- _Dataset entries_:
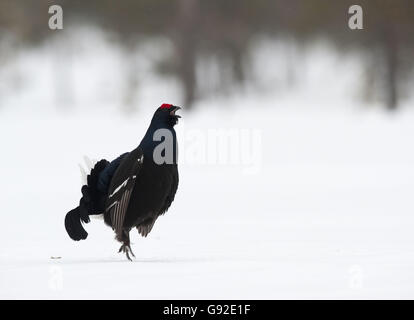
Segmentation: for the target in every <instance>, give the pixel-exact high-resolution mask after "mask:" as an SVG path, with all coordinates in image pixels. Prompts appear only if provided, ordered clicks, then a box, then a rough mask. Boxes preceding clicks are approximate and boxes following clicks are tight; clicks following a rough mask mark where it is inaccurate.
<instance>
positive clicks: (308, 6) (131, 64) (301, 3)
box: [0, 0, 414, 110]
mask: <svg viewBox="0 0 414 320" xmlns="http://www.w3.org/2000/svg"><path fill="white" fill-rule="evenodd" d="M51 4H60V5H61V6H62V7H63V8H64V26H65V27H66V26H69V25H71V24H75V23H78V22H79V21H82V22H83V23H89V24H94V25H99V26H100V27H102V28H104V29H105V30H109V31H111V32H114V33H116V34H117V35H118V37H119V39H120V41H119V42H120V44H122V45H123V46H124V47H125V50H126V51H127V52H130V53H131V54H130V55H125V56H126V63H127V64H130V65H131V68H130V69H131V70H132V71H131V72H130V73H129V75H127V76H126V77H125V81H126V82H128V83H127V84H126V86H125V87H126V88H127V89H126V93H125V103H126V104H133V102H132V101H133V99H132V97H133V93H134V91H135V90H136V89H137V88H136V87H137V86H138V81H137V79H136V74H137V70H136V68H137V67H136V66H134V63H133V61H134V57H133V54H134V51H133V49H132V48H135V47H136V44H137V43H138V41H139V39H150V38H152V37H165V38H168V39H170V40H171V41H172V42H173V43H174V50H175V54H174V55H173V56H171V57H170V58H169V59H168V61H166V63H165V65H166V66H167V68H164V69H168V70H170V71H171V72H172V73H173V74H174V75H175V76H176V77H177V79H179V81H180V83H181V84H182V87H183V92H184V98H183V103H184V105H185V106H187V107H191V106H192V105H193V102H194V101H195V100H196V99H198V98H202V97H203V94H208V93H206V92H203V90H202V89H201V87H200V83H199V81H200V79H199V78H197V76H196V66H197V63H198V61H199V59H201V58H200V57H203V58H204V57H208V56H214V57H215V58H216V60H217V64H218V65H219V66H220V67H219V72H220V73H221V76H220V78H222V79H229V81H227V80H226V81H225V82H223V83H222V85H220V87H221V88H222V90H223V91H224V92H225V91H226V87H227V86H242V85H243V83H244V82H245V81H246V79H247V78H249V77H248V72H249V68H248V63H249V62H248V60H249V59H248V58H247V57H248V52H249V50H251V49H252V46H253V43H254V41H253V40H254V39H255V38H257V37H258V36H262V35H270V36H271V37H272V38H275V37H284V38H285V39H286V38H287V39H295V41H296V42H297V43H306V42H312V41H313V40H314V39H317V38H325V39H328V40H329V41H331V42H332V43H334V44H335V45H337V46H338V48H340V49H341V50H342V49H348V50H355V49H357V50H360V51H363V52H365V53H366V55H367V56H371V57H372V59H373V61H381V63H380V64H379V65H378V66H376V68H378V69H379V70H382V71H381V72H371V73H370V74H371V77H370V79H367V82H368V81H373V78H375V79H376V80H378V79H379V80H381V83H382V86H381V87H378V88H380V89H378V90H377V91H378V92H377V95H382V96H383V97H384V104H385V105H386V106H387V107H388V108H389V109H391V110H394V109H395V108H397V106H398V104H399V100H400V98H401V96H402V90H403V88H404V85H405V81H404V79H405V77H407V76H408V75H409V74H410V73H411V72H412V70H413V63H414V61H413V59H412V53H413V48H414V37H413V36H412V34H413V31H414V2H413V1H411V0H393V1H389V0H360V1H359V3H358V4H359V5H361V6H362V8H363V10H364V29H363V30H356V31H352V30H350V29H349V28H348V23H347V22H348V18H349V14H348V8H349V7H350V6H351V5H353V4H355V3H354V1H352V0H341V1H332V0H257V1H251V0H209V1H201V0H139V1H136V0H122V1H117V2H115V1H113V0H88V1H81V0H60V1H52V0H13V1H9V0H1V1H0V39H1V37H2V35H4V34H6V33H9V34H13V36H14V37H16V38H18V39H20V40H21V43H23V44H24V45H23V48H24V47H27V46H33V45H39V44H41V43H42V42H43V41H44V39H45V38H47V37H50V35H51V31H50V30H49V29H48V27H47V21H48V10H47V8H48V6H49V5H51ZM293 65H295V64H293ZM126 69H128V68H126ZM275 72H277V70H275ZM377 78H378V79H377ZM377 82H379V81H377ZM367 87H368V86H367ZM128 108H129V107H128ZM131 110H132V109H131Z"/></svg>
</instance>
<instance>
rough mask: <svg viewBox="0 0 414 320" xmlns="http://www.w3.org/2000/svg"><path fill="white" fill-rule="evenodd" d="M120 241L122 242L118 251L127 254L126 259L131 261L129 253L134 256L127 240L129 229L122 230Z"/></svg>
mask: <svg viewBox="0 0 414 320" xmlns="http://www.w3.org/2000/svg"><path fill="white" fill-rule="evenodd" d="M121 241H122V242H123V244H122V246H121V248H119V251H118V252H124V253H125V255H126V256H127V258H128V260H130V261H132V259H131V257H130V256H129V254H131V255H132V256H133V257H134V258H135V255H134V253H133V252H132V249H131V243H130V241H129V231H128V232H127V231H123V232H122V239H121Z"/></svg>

--

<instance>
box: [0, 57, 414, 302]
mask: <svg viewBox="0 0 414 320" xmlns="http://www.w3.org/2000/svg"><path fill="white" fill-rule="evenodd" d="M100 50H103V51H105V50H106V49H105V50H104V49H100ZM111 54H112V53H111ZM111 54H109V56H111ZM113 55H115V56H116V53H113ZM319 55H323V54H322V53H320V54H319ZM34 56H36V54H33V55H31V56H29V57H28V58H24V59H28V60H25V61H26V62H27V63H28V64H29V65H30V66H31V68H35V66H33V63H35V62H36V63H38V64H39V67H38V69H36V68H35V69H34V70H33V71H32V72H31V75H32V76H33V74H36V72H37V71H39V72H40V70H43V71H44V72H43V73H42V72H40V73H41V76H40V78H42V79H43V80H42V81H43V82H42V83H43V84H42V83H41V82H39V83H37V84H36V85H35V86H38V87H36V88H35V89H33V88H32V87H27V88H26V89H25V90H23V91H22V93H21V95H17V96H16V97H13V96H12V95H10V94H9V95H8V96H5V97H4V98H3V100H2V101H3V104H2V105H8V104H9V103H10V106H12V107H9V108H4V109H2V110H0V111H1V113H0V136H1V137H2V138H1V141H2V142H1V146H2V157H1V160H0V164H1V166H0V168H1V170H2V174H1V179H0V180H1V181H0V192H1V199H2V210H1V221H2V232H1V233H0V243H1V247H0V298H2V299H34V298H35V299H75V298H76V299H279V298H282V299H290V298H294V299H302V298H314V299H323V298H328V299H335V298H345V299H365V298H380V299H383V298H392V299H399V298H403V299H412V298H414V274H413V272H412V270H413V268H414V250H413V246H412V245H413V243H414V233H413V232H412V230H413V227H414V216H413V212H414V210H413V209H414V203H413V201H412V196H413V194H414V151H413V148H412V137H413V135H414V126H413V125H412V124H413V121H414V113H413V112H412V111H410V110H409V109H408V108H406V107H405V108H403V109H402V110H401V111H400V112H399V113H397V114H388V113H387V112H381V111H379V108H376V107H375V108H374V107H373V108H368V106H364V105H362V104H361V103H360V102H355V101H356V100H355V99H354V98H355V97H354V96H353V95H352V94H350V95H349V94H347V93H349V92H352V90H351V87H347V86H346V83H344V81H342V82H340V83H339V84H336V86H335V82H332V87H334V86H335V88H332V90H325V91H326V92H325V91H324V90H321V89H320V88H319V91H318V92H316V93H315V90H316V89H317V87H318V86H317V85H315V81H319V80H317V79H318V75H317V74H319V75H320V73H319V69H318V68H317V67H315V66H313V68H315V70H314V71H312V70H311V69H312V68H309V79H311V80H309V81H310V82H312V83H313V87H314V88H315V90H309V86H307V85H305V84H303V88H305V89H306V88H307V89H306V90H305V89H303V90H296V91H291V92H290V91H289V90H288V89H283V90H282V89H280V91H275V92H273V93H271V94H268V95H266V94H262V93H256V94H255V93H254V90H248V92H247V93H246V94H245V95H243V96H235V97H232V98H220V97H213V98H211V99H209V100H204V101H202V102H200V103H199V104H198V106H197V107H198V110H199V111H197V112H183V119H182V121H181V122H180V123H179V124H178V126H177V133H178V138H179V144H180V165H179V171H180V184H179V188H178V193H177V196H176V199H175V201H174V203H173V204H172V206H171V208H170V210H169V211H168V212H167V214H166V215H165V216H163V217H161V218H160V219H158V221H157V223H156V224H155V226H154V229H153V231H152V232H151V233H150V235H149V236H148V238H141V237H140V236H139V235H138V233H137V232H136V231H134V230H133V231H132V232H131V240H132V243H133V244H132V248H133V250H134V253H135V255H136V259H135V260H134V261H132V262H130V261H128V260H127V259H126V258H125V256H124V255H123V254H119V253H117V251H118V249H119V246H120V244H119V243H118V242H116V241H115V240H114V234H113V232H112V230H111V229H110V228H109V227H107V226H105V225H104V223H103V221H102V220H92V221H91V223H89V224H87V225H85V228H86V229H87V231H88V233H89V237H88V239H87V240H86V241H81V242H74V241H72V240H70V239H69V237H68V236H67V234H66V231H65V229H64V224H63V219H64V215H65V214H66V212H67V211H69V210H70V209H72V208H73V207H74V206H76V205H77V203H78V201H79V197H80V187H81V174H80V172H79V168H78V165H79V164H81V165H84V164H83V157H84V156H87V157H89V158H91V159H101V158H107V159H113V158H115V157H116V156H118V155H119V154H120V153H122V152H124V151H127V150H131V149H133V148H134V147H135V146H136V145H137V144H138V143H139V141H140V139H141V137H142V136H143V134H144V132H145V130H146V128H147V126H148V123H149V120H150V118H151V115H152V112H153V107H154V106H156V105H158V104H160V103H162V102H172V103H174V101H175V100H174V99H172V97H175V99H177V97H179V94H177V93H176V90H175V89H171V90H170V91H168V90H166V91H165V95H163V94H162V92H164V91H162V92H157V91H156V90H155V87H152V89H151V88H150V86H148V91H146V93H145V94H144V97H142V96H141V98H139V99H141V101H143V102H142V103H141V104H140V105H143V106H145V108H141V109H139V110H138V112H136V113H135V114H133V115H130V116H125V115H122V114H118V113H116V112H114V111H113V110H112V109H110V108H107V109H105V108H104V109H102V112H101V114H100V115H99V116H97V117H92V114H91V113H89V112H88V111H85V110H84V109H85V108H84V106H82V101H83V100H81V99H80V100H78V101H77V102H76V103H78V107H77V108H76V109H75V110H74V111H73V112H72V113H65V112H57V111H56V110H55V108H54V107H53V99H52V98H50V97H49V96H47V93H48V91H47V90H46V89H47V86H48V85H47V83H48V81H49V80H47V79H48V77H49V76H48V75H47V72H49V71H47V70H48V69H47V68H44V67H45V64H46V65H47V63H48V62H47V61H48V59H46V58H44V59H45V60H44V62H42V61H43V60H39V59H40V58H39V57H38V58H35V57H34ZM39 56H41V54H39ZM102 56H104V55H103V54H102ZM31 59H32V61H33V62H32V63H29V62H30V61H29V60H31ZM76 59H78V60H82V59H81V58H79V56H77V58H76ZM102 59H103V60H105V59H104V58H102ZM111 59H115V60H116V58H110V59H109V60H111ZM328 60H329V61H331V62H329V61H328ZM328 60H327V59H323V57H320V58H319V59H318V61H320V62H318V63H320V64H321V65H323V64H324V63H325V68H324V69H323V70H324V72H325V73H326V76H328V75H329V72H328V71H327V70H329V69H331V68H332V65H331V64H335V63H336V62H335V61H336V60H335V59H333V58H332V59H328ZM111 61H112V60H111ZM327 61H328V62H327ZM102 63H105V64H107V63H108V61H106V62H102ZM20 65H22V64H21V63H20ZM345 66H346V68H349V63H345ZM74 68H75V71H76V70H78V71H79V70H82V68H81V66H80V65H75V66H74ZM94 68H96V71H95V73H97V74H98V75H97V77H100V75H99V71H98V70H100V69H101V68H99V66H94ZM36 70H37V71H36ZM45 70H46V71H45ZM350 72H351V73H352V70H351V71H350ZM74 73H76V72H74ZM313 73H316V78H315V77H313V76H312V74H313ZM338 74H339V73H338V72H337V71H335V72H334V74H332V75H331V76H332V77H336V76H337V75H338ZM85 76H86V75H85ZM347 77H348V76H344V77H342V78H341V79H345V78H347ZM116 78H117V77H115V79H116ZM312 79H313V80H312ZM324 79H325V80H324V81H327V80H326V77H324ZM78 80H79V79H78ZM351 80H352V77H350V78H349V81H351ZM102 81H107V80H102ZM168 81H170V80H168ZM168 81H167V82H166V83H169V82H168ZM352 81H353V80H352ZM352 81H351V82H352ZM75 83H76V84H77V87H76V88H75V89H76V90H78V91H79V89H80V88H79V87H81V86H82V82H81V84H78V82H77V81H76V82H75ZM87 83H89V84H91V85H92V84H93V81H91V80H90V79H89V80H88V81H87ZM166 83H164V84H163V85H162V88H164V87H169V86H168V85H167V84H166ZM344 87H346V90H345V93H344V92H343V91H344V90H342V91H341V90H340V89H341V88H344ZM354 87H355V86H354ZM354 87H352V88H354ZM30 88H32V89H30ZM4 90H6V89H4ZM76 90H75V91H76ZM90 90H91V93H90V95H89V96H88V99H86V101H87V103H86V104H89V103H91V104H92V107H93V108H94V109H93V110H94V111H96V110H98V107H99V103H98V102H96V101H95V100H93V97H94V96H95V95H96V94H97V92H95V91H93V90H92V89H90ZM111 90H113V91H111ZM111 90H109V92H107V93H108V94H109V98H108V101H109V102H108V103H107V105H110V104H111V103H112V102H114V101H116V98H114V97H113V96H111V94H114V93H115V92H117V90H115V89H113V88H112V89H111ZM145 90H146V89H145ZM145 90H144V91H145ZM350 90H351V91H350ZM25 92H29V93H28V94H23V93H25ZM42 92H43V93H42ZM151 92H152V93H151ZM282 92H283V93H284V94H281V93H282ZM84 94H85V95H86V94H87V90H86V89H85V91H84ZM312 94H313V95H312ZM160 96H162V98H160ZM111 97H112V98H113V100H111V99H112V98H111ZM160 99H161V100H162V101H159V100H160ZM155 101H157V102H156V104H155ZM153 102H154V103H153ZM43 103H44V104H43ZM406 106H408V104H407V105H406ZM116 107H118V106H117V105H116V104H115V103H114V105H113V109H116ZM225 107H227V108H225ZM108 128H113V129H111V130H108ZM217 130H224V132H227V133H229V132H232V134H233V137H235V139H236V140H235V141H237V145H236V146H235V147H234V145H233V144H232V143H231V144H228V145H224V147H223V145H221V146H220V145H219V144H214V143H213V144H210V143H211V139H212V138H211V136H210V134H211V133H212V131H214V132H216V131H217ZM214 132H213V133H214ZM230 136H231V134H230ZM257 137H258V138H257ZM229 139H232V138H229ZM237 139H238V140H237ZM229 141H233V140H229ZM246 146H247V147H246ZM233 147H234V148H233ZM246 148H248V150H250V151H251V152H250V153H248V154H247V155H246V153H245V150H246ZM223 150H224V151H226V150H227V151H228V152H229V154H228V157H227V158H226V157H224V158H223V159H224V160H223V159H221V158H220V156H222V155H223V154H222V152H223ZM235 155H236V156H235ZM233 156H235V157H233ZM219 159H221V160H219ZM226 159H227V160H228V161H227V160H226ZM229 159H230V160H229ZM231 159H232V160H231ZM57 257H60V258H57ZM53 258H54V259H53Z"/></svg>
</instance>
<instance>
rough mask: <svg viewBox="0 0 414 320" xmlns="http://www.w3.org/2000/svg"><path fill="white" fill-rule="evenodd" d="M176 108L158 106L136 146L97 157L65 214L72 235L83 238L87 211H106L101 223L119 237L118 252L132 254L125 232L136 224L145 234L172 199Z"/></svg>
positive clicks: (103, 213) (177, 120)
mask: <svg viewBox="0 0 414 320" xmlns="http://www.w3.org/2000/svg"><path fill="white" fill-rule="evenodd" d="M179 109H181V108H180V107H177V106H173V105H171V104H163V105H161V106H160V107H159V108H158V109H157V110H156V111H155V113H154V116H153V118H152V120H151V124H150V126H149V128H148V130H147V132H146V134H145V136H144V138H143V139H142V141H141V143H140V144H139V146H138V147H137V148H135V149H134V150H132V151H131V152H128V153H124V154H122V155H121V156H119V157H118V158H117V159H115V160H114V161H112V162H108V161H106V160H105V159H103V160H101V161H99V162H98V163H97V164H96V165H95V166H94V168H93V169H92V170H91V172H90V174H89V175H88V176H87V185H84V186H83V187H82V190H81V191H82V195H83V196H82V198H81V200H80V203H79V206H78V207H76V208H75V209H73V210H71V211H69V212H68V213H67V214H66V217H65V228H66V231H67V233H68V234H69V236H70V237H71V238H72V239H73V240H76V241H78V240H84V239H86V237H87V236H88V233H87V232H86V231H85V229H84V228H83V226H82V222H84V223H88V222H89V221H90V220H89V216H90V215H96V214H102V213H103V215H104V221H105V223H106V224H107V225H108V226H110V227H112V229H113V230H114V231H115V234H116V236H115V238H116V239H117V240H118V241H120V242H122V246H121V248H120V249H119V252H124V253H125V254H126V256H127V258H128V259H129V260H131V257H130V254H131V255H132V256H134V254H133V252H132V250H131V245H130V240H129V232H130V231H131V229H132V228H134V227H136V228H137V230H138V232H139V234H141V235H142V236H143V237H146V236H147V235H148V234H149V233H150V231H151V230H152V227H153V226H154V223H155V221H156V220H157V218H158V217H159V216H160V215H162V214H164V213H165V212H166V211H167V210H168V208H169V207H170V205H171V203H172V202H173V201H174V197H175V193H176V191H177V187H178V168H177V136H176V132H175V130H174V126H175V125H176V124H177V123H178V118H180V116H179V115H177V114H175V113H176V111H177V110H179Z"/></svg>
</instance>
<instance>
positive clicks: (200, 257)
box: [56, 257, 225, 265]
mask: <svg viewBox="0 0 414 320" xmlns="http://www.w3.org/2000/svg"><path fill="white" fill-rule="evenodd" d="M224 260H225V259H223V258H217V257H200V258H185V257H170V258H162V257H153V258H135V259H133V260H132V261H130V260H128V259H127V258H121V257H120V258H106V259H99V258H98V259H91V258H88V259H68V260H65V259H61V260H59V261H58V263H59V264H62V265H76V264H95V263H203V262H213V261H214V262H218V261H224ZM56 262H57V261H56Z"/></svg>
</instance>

---

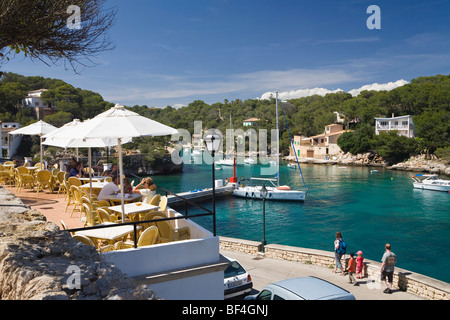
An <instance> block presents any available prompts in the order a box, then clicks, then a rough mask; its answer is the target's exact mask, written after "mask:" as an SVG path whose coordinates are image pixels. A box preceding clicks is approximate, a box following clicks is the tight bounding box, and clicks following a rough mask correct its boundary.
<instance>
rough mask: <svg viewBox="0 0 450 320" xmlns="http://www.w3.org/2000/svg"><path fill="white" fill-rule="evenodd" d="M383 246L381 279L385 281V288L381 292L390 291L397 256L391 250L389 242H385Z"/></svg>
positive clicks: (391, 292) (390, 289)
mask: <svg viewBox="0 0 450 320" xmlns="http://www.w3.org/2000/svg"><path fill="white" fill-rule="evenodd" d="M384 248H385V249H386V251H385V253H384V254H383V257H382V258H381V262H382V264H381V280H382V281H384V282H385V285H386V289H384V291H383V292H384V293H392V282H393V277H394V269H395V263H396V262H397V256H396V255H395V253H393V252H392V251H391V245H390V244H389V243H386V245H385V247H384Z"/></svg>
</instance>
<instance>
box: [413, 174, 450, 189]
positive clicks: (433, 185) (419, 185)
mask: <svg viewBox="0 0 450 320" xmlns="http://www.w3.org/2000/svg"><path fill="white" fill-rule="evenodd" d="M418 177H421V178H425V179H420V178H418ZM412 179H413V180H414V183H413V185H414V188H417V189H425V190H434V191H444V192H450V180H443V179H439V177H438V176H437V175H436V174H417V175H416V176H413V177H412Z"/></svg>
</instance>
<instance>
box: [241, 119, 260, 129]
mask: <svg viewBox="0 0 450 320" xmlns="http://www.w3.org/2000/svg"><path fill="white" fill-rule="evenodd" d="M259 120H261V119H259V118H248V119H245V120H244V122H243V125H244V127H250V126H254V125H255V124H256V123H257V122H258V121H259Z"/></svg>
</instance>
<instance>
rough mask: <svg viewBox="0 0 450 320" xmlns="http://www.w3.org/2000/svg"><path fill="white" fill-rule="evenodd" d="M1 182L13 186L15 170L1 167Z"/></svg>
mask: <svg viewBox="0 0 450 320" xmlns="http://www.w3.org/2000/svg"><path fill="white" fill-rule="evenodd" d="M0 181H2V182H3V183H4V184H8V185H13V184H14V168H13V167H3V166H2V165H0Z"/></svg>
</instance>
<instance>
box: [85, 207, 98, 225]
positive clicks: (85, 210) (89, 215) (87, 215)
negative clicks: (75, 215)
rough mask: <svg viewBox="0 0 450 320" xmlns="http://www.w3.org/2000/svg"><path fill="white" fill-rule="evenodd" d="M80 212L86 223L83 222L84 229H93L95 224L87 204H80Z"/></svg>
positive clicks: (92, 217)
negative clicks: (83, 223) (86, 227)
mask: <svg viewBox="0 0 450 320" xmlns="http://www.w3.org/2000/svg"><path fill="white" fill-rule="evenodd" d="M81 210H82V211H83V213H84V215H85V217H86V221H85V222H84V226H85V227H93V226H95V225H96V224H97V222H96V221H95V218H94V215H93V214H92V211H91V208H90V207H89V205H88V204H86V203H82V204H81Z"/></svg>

- _Brief_: From the records above, transcribe exactly the run of lines that opens with the line holding "box: [413, 174, 450, 189]" and closes with the line holding "positive clicks: (85, 210)", both included.

- _Exercise result_:
box: [413, 174, 450, 189]
positive clicks: (433, 185) (419, 185)
mask: <svg viewBox="0 0 450 320" xmlns="http://www.w3.org/2000/svg"><path fill="white" fill-rule="evenodd" d="M418 177H421V178H425V179H420V178H418ZM412 179H413V180H414V183H413V185H414V188H417V189H425V190H434V191H444V192H450V180H443V179H439V177H438V176H437V175H436V174H417V175H416V176H413V177H412Z"/></svg>
</instance>
<instance>
box: [241, 119, 260, 129]
mask: <svg viewBox="0 0 450 320" xmlns="http://www.w3.org/2000/svg"><path fill="white" fill-rule="evenodd" d="M259 120H261V119H259V118H248V119H245V120H244V122H243V125H244V127H250V126H254V125H255V124H256V123H257V122H258V121H259Z"/></svg>
</instance>
<instance>
rough mask: <svg viewBox="0 0 450 320" xmlns="http://www.w3.org/2000/svg"><path fill="white" fill-rule="evenodd" d="M1 182L13 186L15 170L1 167Z"/></svg>
mask: <svg viewBox="0 0 450 320" xmlns="http://www.w3.org/2000/svg"><path fill="white" fill-rule="evenodd" d="M0 181H2V182H3V183H4V184H8V185H13V184H14V168H13V167H3V166H2V165H0Z"/></svg>
</instance>
<instance>
box: [85, 207, 98, 225]
positive clicks: (85, 210) (89, 215) (87, 215)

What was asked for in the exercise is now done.